Written request: From the records below, copy out verbatim the lines starting at the one containing "Kindly segment every instance of the man's" and ending at the one containing "[[[517,509],[485,460],[456,464],[457,527],[469,537],[514,540]]]", including both of those lines.

Excerpted records:
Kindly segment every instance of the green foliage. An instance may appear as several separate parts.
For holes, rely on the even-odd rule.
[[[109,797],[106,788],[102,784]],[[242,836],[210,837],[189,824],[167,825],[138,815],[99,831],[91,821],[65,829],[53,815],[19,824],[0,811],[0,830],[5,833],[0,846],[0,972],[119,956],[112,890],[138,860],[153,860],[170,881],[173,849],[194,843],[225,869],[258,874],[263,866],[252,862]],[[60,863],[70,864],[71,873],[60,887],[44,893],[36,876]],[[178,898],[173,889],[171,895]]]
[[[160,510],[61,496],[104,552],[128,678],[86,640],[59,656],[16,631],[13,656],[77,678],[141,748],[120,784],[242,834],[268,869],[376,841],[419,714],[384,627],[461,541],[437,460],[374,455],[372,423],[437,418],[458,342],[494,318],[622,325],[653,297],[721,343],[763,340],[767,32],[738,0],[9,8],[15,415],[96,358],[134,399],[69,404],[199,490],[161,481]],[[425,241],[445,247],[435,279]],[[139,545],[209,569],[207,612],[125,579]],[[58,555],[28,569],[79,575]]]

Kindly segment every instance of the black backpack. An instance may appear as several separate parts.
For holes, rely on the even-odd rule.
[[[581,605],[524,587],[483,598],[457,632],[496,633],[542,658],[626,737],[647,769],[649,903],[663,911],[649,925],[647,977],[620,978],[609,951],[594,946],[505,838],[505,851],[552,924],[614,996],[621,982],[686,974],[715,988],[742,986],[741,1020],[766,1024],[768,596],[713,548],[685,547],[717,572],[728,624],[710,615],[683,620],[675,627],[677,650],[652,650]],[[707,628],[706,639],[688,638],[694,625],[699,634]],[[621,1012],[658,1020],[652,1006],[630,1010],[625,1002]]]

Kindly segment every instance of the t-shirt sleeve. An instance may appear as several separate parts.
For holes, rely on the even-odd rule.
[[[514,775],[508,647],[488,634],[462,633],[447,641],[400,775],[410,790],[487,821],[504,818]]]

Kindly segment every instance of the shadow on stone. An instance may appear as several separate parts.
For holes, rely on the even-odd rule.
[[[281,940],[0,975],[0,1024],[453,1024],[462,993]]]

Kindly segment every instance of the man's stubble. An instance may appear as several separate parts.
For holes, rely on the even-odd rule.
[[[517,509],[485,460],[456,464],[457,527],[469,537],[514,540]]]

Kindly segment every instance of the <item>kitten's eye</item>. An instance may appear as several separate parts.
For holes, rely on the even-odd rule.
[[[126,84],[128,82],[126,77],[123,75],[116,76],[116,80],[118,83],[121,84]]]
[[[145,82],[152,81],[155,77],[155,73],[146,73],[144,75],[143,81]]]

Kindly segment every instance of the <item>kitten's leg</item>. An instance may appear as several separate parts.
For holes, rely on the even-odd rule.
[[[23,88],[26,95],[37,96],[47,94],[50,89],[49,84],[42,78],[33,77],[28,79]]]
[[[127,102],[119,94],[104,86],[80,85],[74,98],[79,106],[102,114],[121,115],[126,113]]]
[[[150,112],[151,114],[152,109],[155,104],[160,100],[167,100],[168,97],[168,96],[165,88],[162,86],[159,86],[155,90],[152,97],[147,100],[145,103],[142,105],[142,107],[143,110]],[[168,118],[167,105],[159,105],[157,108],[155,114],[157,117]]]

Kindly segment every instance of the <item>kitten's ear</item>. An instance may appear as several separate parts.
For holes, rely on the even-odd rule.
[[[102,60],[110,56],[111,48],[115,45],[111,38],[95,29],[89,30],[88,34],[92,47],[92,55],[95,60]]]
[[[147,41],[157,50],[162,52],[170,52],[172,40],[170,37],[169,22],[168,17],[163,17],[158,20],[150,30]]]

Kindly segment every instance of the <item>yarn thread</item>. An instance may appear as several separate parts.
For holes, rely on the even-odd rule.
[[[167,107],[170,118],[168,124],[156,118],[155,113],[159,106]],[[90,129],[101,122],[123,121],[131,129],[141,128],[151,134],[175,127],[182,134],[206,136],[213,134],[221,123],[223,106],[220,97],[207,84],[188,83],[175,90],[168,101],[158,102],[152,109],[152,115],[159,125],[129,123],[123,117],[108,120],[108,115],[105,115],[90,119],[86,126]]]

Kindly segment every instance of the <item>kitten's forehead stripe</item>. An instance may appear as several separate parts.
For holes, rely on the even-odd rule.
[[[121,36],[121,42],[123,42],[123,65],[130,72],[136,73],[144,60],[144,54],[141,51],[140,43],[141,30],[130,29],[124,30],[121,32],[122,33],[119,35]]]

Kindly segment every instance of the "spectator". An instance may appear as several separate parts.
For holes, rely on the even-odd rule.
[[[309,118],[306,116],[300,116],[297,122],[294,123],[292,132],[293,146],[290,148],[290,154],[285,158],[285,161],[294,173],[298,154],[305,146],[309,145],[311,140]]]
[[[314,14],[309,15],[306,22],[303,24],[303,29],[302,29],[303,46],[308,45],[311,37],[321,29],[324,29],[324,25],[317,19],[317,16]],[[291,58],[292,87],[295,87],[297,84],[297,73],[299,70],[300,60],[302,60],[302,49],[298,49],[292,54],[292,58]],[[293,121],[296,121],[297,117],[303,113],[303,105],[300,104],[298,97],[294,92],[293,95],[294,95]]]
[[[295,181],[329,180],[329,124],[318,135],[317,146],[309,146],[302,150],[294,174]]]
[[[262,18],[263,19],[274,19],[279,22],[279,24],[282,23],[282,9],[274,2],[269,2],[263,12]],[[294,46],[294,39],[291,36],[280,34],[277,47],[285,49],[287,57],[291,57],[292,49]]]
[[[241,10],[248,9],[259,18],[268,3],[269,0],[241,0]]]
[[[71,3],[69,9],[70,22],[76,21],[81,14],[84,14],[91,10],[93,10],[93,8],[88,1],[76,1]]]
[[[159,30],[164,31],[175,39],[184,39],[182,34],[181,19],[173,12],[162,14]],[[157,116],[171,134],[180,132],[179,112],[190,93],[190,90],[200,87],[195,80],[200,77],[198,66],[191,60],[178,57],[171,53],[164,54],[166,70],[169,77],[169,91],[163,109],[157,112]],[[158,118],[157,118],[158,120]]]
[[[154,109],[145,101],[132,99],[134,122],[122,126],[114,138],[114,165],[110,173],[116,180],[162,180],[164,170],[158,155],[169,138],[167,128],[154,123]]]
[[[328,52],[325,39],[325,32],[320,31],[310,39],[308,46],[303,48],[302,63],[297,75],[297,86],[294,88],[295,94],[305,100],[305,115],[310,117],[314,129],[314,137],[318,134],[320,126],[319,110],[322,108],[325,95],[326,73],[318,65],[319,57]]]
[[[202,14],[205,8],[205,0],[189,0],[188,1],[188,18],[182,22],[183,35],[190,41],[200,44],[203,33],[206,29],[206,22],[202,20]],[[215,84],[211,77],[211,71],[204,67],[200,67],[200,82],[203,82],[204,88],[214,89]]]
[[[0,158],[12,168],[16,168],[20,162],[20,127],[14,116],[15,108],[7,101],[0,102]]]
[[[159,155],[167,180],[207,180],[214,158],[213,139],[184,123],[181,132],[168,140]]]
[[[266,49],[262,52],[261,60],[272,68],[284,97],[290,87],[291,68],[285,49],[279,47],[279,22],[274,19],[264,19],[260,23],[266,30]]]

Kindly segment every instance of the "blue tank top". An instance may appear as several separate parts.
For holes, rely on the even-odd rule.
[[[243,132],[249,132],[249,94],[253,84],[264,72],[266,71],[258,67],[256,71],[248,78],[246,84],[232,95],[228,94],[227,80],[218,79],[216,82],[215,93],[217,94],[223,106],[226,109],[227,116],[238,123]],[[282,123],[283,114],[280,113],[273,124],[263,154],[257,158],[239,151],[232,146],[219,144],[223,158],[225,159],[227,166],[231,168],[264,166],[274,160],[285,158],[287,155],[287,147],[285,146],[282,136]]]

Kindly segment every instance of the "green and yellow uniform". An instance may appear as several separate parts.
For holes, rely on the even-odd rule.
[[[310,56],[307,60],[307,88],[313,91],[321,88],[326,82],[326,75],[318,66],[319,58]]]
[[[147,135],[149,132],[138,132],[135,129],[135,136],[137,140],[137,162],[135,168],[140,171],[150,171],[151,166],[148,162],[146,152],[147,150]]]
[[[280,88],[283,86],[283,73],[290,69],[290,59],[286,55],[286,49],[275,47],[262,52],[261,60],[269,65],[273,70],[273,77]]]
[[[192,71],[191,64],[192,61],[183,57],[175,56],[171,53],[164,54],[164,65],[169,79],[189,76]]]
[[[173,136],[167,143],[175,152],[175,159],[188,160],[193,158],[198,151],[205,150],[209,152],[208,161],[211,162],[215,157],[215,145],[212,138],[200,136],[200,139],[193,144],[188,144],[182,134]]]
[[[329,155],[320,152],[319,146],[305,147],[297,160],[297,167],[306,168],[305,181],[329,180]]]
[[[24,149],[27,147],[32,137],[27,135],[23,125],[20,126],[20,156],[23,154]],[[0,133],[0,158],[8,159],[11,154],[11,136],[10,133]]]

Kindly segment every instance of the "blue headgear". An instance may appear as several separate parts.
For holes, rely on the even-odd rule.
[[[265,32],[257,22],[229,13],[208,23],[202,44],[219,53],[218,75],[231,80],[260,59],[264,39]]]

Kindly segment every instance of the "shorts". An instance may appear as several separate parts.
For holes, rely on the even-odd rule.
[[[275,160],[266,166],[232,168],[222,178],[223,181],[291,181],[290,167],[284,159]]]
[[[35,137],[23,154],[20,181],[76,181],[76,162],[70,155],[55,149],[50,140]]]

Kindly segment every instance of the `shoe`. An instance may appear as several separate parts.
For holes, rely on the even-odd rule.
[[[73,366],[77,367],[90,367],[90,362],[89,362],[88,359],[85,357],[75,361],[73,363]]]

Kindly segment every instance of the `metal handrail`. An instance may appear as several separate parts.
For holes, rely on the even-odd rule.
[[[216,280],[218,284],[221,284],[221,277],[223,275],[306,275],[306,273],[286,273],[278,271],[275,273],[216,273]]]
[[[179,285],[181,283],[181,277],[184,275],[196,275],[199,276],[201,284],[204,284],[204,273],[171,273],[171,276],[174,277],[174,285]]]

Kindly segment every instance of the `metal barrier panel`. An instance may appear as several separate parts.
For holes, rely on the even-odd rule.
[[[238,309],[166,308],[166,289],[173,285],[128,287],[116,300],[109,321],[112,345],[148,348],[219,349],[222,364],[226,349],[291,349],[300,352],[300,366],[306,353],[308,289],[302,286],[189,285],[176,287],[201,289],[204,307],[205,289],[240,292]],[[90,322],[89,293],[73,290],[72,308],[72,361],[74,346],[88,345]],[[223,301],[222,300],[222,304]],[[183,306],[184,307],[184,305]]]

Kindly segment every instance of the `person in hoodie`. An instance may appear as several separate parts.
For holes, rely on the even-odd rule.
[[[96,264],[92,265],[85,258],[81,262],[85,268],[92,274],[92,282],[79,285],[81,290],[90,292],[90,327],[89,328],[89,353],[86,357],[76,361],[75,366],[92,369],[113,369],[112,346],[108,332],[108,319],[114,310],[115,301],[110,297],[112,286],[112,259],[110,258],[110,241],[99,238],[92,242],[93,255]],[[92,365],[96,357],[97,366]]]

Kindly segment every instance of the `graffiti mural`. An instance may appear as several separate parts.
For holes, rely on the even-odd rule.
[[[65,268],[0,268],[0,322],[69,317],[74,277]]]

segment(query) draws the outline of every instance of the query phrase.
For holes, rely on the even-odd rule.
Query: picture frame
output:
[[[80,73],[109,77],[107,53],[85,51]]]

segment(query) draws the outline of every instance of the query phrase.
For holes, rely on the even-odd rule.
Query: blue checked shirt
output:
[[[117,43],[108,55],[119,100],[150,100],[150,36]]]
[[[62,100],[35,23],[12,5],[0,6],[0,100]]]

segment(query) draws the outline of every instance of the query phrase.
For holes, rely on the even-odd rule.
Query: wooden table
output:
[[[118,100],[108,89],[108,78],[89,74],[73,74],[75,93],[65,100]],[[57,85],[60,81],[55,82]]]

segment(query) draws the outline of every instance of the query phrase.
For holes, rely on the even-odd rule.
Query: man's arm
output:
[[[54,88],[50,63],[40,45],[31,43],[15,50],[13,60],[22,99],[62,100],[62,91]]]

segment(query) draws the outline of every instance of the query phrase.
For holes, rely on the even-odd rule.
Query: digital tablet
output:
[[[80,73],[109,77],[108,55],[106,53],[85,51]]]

Answer to this task:
Kindly segment every instance of the man's stubble. An instance may appear as several separate parts.
For holes, rely on the even-odd rule.
[[[517,509],[485,460],[456,464],[457,527],[469,537],[514,540]]]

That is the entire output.